▶ _Work to be completed_
Please repeat every record below exactly as written, but leave out the pictures.

Source data
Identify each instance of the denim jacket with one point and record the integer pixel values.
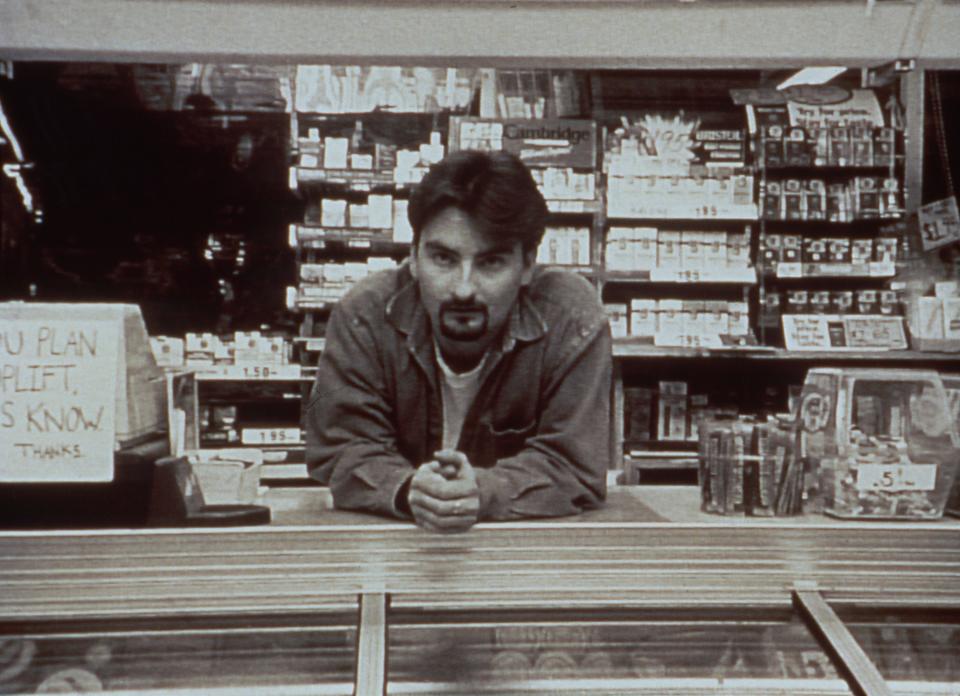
(538, 432)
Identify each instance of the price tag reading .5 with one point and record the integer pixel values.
(897, 477)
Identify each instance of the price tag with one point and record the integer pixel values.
(882, 268)
(897, 477)
(270, 436)
(789, 270)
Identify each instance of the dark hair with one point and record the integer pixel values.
(494, 188)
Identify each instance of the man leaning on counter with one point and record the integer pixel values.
(469, 383)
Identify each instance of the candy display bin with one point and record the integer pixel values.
(881, 441)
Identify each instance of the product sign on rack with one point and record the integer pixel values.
(939, 223)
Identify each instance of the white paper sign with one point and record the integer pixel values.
(939, 223)
(58, 385)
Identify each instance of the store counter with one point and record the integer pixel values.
(643, 596)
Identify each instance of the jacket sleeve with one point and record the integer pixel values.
(351, 440)
(562, 467)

▶ _Completed task_
Identify each instance of the denim jacket with one point and record the integer pixel values.
(538, 432)
Identify each instance of the price tag reading .5 with one point and record the integer pixel values.
(897, 477)
Identify each instance of the price tag with one point and record the integer pixel values.
(882, 268)
(897, 477)
(270, 436)
(789, 270)
Identify each instance of the dark hair with one point and record the integer pixel values.
(494, 188)
Identify each instance of the man leaning on counter with one point and record the integer pixel values.
(469, 383)
Identify each instance of the candy display bin with one point and record the integer pixel values.
(881, 441)
Identify each instance of the product sign on rack with one point and record the integer pixel values.
(939, 223)
Identify each instance of the white paper sign with one point and record the integer pixel values.
(939, 223)
(58, 385)
Identify each instance of the store counter with one point and record the integer pixel values.
(643, 596)
Identify each instance of the jacket sleeve with one point and record the integer pixel values.
(351, 440)
(562, 467)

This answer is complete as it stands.